Document extract Block Start
I have masssssttttteeeeerrrreeeedddd the hula hoop thank god. 20 minutes a day has been a killer.

I have become obsessed with RuPauls drag race I cannot stop watching it. Its my new fave programme.

Today I had a roast and I’m a bit worried about my weigh in tomorrow, hopefully I will have lost.

Even after a week I feel better and stronger and mentally I feel a lot better. A lot more relaxed.

Days 4 & 5 – a little slip in the road

Yesterday I’m ashamed to say was my first slip in the road. I didn’t do my Pilates and I didn’t write this blog. I’m also ashamed to say it’s because I was attempting to learn how to make sushi.

This morning I woke up, brushed myself off and completed two days worth of Pilates in one day (I’m going to feel this tomorrow) and finished making my Christmas pudding.

I’m on the bus on the way to see Aladdin, I’m so excited. I’ll let you know how it is 😊

Day 3 – just keep swimming

Today I woke up very sore after my 2nd day of blogilates and my attempt to master the weighted hula hoop. (Still terrible) even after 3 days I do feel stronger, let’s hope it keeps up. My backs still hurting as always but I’m hoping by building the muscle in my back the pain will lessen. I had chicken Chinese chicken, Chinese Broccoli with Garlic and egg fried rice made with 1 cal spray for dinner, picture inserted. It was really nice.

Jess

Day 2 – Perseverance is failing 19 times and succeeding the 20th

Today I attempted to learn how to use my weighted hula hoop, so say I failed would be an understatement. I was terrible I couldn’t keep it off the ground for more than 10 seconds but I will persevere and keep trying.

I’m feeling a bit sore this morning due to the first day of blogilates and going swimming last night but even after 1 day I feel stronger and healthier.

The Randang curry was amazing a must try. Was meant to take a photo but we’d gobbled it up before I remembered. Find the recipe here: https://www.goodfood.com.au/recipes/beef-rendang-20111018-29uab

Tomorrow I need to make this Christmas pudding, nigellas best. Will upload a photo of the progress.

Jessica Smith

Day 1 – Setting goals is the first step in turning the invisible in the visible

Welcome to my first daily blog and the first day of my month to try and change my life. In the wise words of Sheryl Crow ‘The first cut is the deepest’ and today was hard. As usual I woke up feeling just as tired and demotivated as when I went to sleep. I dragged my body out of bed at 9AM and I looked in the mirror and said ‘pull yourself together Jess’ because I know in my heart of hearts if I’m going to beat this I need an attitude change. Fibromyalgia has affected me in a lot of ways both Physically and Mentally. I am like a lot of other sufferers in a lot of pain across my back and my neck. I have over the last couple of years since my diagnosis become lazy, fat and demotivated and it frustrates me enormously. I am 22 years old and I know I shouldn’t feel like this. I’m taking this experience 1 step at a time and hope in a months time my outlook will have changed.
Document extract Block End
Given information Block Start
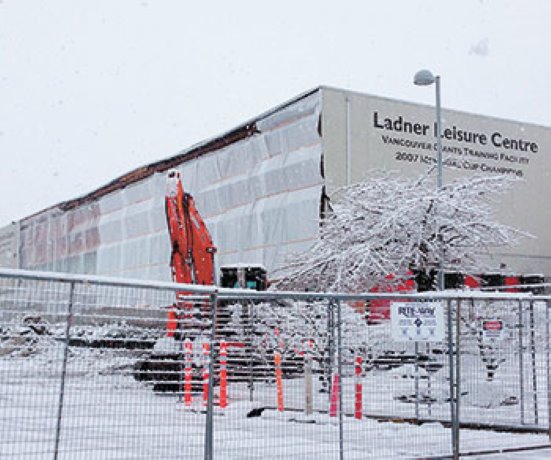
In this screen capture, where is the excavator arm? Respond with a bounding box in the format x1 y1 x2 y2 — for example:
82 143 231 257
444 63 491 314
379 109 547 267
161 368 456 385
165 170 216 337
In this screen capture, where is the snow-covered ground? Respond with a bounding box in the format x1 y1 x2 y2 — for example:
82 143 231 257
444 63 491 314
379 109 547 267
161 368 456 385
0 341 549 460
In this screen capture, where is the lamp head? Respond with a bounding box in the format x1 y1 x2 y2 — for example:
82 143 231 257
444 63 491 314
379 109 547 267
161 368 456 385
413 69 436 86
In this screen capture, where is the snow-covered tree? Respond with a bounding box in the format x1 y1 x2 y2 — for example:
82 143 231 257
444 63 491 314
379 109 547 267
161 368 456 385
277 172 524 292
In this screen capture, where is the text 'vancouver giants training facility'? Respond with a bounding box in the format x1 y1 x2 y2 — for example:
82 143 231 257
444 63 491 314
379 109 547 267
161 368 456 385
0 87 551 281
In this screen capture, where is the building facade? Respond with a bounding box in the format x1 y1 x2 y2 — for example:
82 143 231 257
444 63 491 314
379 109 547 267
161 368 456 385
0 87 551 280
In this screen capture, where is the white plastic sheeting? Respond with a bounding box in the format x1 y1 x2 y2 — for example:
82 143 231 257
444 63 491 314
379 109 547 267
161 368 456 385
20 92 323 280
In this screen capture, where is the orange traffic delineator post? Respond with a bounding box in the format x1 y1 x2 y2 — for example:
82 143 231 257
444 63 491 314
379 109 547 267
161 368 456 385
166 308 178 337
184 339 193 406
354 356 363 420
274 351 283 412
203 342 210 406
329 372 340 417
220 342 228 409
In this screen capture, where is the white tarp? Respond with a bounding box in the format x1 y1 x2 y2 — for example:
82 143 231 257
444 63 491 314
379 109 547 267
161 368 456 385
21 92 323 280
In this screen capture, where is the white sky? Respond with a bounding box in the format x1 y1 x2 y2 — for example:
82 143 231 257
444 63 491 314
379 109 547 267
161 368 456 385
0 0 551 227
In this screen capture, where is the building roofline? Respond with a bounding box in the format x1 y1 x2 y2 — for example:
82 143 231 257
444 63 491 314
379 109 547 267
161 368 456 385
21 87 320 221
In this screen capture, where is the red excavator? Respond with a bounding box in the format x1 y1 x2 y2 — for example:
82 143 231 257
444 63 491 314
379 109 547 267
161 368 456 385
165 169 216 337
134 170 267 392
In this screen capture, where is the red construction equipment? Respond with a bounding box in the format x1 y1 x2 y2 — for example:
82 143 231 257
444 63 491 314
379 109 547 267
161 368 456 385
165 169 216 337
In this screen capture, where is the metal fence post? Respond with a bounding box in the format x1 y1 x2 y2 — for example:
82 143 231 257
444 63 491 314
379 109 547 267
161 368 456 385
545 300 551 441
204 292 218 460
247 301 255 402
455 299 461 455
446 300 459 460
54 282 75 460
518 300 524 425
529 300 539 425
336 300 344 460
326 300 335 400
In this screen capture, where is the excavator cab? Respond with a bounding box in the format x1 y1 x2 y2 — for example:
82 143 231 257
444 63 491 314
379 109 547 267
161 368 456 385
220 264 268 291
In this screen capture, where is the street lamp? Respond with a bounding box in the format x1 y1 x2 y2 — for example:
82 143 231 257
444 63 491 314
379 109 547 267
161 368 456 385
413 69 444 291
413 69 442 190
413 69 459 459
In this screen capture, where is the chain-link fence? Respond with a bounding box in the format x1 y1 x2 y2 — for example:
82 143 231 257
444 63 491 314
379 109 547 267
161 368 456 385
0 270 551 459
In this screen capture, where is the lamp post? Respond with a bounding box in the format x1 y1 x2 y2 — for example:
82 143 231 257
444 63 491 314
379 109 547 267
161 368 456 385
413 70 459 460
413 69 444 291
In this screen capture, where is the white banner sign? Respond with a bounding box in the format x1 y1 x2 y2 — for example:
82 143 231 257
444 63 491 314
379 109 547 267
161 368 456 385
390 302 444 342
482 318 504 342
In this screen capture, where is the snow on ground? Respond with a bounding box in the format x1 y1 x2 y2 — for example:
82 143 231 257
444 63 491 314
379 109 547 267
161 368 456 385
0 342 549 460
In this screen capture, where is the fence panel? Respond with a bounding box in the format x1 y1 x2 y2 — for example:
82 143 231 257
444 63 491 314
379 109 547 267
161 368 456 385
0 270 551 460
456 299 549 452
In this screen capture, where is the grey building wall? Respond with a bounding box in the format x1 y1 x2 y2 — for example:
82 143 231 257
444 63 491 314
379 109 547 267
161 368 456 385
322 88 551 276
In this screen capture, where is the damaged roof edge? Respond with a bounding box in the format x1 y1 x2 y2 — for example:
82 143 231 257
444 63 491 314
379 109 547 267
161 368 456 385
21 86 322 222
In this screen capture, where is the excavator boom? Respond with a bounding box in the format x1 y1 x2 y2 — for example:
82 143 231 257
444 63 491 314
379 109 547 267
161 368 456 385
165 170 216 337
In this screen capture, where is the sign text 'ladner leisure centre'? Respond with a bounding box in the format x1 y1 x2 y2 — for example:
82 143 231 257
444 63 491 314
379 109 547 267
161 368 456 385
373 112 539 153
Given information Block End
## [Required action A]
Render this sentence from the blog into Spanish: "Even after a week I feel better and stronger and mentally I feel a lot better."
## [Required action B]
Extract the portion of the blog between "I’m feeling a" and "stronger and healthier.", inclusive.

## [Reply A]
Incluso después de una semana me siento mejor y más fuerte, y mentalmente me siento mucho mejor.

## [Reply B]
I’m feeling a bit sore this morning due to the first day of blogilates and going swimming last night but even after 1 day I feel stronger and healthier.